── Given data ──

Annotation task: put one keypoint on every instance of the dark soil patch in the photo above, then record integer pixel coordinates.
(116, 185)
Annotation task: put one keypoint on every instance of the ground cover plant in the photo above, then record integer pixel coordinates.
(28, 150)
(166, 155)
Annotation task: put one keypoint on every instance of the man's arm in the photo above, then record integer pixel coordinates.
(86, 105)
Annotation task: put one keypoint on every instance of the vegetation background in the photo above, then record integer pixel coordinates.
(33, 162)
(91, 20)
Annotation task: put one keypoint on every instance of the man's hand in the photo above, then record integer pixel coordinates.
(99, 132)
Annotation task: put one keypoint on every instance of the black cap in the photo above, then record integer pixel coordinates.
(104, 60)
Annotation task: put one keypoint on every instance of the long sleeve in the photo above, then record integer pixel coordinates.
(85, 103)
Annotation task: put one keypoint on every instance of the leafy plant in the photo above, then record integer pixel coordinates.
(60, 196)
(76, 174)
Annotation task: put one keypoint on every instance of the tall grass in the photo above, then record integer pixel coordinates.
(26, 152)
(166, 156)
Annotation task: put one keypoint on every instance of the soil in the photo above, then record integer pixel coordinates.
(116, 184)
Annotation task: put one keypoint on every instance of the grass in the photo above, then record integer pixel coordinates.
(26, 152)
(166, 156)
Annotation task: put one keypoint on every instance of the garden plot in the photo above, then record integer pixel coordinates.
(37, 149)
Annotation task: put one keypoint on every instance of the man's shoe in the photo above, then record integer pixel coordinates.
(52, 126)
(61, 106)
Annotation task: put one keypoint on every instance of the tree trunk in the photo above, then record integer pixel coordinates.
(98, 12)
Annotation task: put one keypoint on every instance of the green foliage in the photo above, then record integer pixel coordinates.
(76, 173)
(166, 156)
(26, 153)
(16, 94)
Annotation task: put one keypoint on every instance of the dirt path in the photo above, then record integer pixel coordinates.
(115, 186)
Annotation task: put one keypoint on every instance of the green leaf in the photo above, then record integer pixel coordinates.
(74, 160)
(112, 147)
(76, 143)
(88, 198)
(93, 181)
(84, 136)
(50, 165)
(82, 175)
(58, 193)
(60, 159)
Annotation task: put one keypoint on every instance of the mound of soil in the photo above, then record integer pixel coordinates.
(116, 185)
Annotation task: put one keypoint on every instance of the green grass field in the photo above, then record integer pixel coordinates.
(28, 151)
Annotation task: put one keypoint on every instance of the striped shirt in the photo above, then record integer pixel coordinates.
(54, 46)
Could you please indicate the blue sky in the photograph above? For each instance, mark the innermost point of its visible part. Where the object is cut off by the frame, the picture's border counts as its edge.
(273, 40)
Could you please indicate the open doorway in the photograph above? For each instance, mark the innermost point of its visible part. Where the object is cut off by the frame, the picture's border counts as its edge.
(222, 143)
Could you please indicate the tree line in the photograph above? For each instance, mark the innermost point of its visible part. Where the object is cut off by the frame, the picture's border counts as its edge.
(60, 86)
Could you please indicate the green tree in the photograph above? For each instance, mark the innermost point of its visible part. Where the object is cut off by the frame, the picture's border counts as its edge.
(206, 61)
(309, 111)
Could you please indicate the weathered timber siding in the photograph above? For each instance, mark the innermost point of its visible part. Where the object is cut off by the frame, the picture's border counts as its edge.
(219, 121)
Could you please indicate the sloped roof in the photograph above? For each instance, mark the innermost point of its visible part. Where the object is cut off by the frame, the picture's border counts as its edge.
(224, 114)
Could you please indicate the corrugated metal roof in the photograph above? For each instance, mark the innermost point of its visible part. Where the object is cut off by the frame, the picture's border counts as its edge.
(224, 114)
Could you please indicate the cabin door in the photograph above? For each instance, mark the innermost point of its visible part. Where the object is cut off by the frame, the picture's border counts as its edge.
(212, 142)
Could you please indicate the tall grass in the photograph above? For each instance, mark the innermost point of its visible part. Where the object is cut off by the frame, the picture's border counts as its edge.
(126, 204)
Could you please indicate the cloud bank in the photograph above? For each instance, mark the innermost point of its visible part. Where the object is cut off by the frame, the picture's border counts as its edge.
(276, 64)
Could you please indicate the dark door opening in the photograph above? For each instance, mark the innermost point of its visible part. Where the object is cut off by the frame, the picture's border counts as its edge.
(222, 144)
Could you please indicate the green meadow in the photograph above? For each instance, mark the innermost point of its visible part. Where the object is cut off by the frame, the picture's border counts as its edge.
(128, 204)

───

**Problem statement**
Extract all the entries word for word.

**The result**
Annotation task: put one keypoint on every instance of the dark soil patch in the photo above, then record integer pixel coordinates.
(116, 185)
Annotation task: put one keypoint on every instance of the ground cover plant in the photo above, then record integer pixel coordinates.
(28, 150)
(166, 155)
Annotation task: put one keypoint on every instance of the man's arm in the photo above, then record integer pixel coordinates.
(86, 105)
Annotation task: put one keypoint on every instance of the vegetation background in the photo above, then record integer pixel coordinates.
(33, 162)
(91, 20)
Annotation task: put one keypoint on every instance of the man's hand in the photo above, then record integer pixel coordinates.
(99, 132)
Annotation task: put one keypoint on every instance of the black cap in the photo above, then record integer pixel coordinates.
(104, 60)
Annotation task: put one keypoint on every instance of the long sleeve in the photo above, then record integer pixel coordinates.
(85, 103)
Annotation task: put one keypoint on every instance of the leafy plant in the photo above, then record integer pixel coordinates.
(60, 196)
(76, 174)
Annotation task: put one keypoint on every instance of the tall grass in the photo above, then record integer pixel coordinates.
(26, 152)
(166, 156)
Annotation task: put one keypoint on every instance of the soil in the photo above, then record integer pixel coordinates.
(116, 184)
Annotation task: put one keypoint on every instance of the grass in the photo above, then record integer pixel coordinates.
(26, 152)
(166, 156)
Annotation task: put one keypoint on every instance of the garden plot in the photo above, then record integer pixel coordinates.
(37, 149)
Annotation task: put one keypoint on every instance of the man's shoe in the photo above, then record integer pixel coordinates.
(52, 126)
(61, 106)
Annotation task: put one keypoint on every instance of the tree trunk in the photo above, then record integer pixel coordinates.
(98, 12)
Annotation task: put one keypoint on every instance of the green foliage in the photo above, then record integer pixel coordinates.
(76, 173)
(166, 156)
(26, 153)
(16, 94)
Annotation task: put one keypoint on every instance of the dirt path in the photo above, then record integer pixel coordinates.
(115, 186)
Annotation task: put one keypoint on every instance of the green leaf in the photo above, then record integer pixel coordinates.
(74, 160)
(112, 147)
(76, 143)
(88, 198)
(93, 181)
(84, 136)
(50, 165)
(82, 175)
(58, 193)
(60, 159)
Annotation task: put one keypoint on every instance of the mound of soil in the photo above, then record integer pixel coordinates.
(116, 185)
Annotation task: put one keypoint on every instance of the green grass field in the photo above, then record integer pixel coordinates.
(28, 151)
Annotation task: put one keypoint on every instance of the striped shirt in the photo above, then record integer pixel coordinates.
(54, 46)
Could you please indicate the blue sky in the photograph above? For each instance, mark the innermost point of its visible part. Where the object is cut off by the frame, the picture's border counts as its edge.
(273, 40)
Could you please indicate the open doorway in the photograph above? For each instance, mark the innermost point of its visible part. Where the object is cut off by the frame, the picture's border counts as its edge.
(222, 143)
Could you please indicate the tree line in the photograph above? For each instance, mark the innermost point of its visible part. Where the object is cut off by the frame, the picture's border counts as its edge.
(60, 86)
Could you please indicate the green tree in the photograph above? For each instance, mark the innermost point of its visible part. Where the object is cut off by the frame, the picture's border counts as its edge.
(206, 61)
(309, 111)
Could you please indicate the weathered timber siding in the photograph above? For each instance, mark the innermost point of its visible part. Where the object is cut off by the frame, the picture's border counts as its edge.
(219, 121)
Could you please indicate the sloped roof in the photograph above? For each instance, mark the innermost point of its visible part. Where the object is cut off by the frame, the picture's border counts as its edge.
(224, 114)
Could you please indicate the corrugated metal roof in the photograph above? For each instance, mark the innermost point of its visible part. Where the object is cut off by the frame, the picture's border counts as its edge.
(224, 114)
Could you please indicate the cabin door in the photograph above? For each instance, mark the innermost point of its visible part. Where the object is cut off by the frame, the picture's border counts as its edge.
(212, 142)
Could you please indicate the tall grass in the photograph above? For each instance, mark the innermost point of its visible part. Where the object is cut off by the frame, the picture's border counts as its edge.
(126, 204)
Could you please indicate the cloud bank in the photograph above? For each instance, mark the innermost point of its visible part. Where the object is cut off by the frame, the picture's border counts as its edge.
(276, 64)
Could you please indicate the dark door opening in the photograph above? For each instance, mark the innermost point of its visible part. Where the object is cut off by the frame, the picture's border counts as its edge.
(222, 144)
Could you please indicate the green meadow in the photograph above? For each instance, mark the innermost point of its visible part. Where the object is cut off by the frame, the picture's border counts as its edge.
(128, 204)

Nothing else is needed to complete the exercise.